(Excerpts from a detection dataset)
"""

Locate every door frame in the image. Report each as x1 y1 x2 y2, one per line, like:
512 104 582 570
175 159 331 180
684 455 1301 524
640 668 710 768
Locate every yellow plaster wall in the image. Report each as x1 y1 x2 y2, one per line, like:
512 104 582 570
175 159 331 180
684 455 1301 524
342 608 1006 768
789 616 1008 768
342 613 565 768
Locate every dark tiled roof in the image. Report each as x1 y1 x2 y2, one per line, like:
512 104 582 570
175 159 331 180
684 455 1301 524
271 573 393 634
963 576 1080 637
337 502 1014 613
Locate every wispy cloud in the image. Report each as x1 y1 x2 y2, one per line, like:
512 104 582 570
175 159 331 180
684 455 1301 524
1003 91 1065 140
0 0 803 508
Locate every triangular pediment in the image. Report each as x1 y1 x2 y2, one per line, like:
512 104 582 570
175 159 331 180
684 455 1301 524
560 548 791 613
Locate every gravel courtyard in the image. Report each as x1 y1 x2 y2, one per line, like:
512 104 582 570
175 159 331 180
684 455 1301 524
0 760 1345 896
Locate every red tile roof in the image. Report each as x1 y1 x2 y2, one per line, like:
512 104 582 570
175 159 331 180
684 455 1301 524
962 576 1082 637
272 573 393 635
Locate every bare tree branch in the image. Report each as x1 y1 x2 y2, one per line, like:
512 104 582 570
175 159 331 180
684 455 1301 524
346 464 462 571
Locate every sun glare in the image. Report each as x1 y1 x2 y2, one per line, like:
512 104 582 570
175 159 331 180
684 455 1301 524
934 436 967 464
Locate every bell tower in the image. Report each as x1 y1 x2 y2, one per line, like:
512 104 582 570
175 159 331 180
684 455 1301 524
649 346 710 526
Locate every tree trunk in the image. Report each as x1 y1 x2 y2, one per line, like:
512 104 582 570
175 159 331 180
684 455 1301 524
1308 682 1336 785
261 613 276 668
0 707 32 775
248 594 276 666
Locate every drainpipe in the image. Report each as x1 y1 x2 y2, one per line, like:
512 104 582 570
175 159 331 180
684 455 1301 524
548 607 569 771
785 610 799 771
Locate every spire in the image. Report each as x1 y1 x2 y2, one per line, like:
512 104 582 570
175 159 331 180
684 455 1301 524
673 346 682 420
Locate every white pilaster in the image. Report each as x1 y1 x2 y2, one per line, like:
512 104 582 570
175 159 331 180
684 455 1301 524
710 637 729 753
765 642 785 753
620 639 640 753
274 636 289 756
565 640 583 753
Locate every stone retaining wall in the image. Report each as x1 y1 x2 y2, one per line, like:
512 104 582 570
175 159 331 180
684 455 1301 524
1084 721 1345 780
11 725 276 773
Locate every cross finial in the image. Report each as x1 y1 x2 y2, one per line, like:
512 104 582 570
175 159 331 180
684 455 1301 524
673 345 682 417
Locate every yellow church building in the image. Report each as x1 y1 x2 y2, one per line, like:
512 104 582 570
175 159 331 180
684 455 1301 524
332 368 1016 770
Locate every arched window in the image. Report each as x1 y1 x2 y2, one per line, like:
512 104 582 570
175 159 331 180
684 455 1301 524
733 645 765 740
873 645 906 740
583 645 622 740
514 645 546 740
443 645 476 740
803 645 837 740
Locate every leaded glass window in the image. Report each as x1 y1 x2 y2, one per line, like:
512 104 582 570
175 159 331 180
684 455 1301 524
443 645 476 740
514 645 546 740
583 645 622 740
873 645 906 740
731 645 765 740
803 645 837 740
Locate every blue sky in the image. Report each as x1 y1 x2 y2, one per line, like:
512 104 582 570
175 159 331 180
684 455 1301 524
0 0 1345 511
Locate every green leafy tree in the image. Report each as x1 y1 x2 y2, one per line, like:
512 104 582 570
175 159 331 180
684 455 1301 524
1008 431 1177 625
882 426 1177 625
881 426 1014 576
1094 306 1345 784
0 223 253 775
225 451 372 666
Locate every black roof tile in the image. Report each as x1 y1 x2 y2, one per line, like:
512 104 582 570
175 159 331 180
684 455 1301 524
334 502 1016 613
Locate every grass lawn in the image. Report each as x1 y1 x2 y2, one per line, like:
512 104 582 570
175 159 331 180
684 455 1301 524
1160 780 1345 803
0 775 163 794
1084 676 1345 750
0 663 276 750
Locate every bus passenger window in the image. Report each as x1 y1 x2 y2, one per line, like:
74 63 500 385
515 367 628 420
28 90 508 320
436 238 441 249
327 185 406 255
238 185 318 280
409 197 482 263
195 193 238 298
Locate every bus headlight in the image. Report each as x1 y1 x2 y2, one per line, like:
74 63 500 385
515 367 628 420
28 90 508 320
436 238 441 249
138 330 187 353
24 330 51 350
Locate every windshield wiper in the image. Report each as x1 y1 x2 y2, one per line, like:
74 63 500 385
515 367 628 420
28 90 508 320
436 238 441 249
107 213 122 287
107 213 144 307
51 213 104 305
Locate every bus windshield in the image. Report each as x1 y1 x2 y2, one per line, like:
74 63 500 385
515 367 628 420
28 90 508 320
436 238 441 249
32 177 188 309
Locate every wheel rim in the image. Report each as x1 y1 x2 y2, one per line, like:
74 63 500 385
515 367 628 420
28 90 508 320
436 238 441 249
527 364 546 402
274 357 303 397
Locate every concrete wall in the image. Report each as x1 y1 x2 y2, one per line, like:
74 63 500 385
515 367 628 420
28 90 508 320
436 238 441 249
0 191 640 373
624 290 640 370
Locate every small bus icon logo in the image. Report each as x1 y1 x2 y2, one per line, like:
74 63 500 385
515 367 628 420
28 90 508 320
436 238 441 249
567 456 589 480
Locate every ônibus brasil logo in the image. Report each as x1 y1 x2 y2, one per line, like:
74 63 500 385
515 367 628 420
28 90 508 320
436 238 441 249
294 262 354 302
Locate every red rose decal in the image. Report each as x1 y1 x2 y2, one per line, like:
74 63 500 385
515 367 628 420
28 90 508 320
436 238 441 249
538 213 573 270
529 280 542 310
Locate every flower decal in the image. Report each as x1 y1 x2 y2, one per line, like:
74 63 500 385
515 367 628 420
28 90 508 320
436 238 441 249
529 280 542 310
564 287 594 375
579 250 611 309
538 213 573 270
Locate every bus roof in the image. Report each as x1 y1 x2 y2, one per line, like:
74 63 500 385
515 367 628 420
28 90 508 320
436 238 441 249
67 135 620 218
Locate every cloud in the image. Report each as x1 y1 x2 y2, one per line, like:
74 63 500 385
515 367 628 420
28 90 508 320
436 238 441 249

"""

● **Exercise description**
Return every one of the rows above with no changes at all.

● **Solution**
Locate every door frame in the image. Report each as x1 y1 x2 y2, one per line, like:
512 104 582 570
175 159 331 180
684 455 1301 524
640 668 710 768
Locate every yellow plaster wall in the image. Report each as x1 y1 x2 y2, one per line, like:
512 104 582 570
175 159 331 180
684 455 1301 524
342 608 1006 768
789 616 1008 768
342 613 565 768
Locate every dark tiled roof in the image. Report each as x1 y1 x2 y2, one per line, like:
512 104 582 570
175 159 331 180
684 455 1301 524
271 573 393 634
963 576 1080 637
337 502 1014 613
Locate every wispy cloud in the image. Report each as x1 y1 x2 y2, one per line, like:
512 104 582 570
175 159 331 180
684 455 1301 524
1003 91 1065 140
0 0 803 508
Locate every triangular pediment in the image. Report each as x1 y1 x2 y2, one per line, like:
512 104 582 570
175 159 331 180
684 455 1301 524
560 548 791 613
Locate every gravel courtyard in the image. Report each as x1 y1 x2 y2, one per line, like:
512 104 582 570
175 159 331 180
684 455 1301 524
0 760 1345 896
Locate every red tile roof in the image. Report each as x1 y1 x2 y2, one per line, like:
512 104 582 570
175 159 331 180
684 455 1301 524
962 576 1082 637
272 573 393 635
Locate every bare tree branch in the image. Report each as x1 y1 x2 y2, one per line, like:
512 104 582 570
175 159 331 180
684 455 1301 524
346 464 462 571
Locate every sun glare in the image. Report each as x1 y1 x2 y2, one per line, like:
512 104 582 570
175 159 331 180
684 455 1301 524
934 436 967 464
Locate every bell tower in the image. Report each as x1 y1 x2 y2, one per line, like:
512 104 582 570
175 159 331 180
684 455 1301 524
649 346 710 526
Locate every tree trunk in the image. Report each as x1 y1 x2 y2, one per line, like:
512 104 582 570
175 159 331 180
684 455 1301 524
1308 682 1336 785
261 613 276 668
0 707 32 775
248 594 276 666
Locate every drainpipe in the image. Report each as x1 y1 x2 y2, one per line, like:
512 104 582 570
175 159 331 180
684 455 1301 524
548 607 569 771
785 610 799 771
Locate every spire in the image. Report each as x1 y1 x2 y2, one per line, like:
512 104 582 570
175 159 331 180
684 455 1301 524
673 346 682 420
Locate every white pilaster in the image. Report each as x1 y1 x2 y2, one per line, like:
512 104 582 570
175 159 331 180
684 455 1301 524
710 637 729 753
765 642 785 753
620 639 640 753
274 636 289 756
565 640 583 753
Locate every stone retaining wall in the image. Report each as x1 y1 x2 y2, one per line, like:
512 104 582 570
175 159 331 180
684 455 1301 524
1084 721 1345 780
11 725 276 773
Locate every cross finial in the image. Report each as x1 y1 x2 y2, one per line, like:
512 104 582 570
175 159 331 180
684 455 1301 524
673 345 682 417
Locate every yellow church building in the image. Report each as x1 y1 x2 y2, one per line, like:
512 104 582 570
175 159 331 180
684 455 1301 524
332 368 1016 770
Locate every arched window in the image. Report each as x1 y1 x2 y2, one per line, like:
512 104 582 570
175 159 331 180
684 455 1301 524
733 645 765 740
873 645 906 740
583 645 622 740
514 645 546 740
443 645 476 740
803 645 837 740
Locate every leaded glass window in the image. Report each as x1 y1 x2 y2, one per line, like:
512 104 582 570
175 159 331 180
684 455 1301 524
443 645 476 740
514 645 546 740
583 645 622 740
873 645 906 740
731 645 765 740
803 645 837 740
Locate every blue sky in the image. Report each as x1 y1 x2 y2, one per line, like:
512 104 582 570
175 159 331 180
684 455 1301 524
0 0 1345 511
Locate every green leafy tree in the image. Report each as x1 y1 x2 y2, one per line, like:
512 104 582 570
175 159 331 180
684 455 1301 524
1008 431 1177 625
882 426 1177 625
881 426 1014 576
1094 306 1345 784
0 223 253 775
225 451 372 666
Locate every black roof tile in the image. Report each as x1 y1 x2 y2, one per line, like:
512 104 582 570
175 159 331 180
684 455 1301 524
334 502 1016 613
Locate every grass lawn in the image. Report each as x1 y1 x2 y2, one per line, like:
512 104 582 570
175 159 331 180
684 455 1301 524
1160 780 1345 803
0 775 163 794
1084 676 1345 750
0 663 276 750
Locate every bus passenger window in the image. Report each as x1 y1 x2 y2, one per line, like:
74 63 500 385
515 367 628 420
28 90 508 320
436 238 441 249
327 185 406 255
238 185 318 280
409 197 482 263
195 193 238 298
Locate every bus headlight in the image. Report each as x1 y1 x2 y2, one per line, like:
74 63 500 385
515 367 628 420
28 90 508 320
436 238 441 249
138 330 187 353
24 330 51 350
Locate every windshield wiper in the image. Report each as x1 y1 x2 y2, one per line, like:
74 63 500 385
515 367 628 420
28 90 508 320
436 238 441 249
107 213 122 287
107 213 144 307
51 213 104 305
Locate every bus windshield in the image. Report each as x1 y1 x2 y2, one per line, like:
74 63 500 385
515 367 628 420
28 90 508 320
436 238 441 249
32 177 188 309
Locate every wheel rim in the image. Report each as x1 y1 x2 y2, one per line, like:
74 63 500 385
515 367 628 420
28 90 508 320
436 238 441 249
527 364 546 402
274 357 303 397
Locate every concrete wall in the image. Report each as x1 y1 x2 y2, one per line, like:
74 63 500 385
515 367 628 420
28 90 508 320
436 238 441 249
0 191 640 373
624 290 640 370
Locate every small bus icon logo in the image. Report each as x1 y1 x2 y2, one per line, like:
74 63 500 385
515 367 628 420
28 90 508 320
436 238 441 249
567 456 589 480
Locate every ônibus brasil logo in the image. Report each as x1 y1 x2 y2, one per line, like:
74 63 500 385
515 367 628 420
28 90 508 320
436 238 441 249
294 262 354 302
Locate every red rose decal in the image. Report each as x1 y1 x2 y2, one per line, like:
74 63 500 385
515 367 628 420
28 90 508 320
436 238 441 249
538 213 573 270
529 280 542 310
Locate every flower decal in the image. Report each as x1 y1 x2 y2, one per line, like:
74 63 500 385
515 367 628 420
28 90 508 320
436 238 441 249
529 280 542 310
564 287 594 375
579 250 611 309
538 213 573 270
Locate every bus roof in the image. Report each as x1 y1 x2 y2, one per line, like:
74 63 500 385
515 367 628 420
28 90 508 320
436 238 441 249
67 135 620 218
Locate every cloud in the image. Report each as x1 y1 x2 y2, one per line, like:
74 63 500 385
515 367 628 420
28 90 508 320
436 238 441 249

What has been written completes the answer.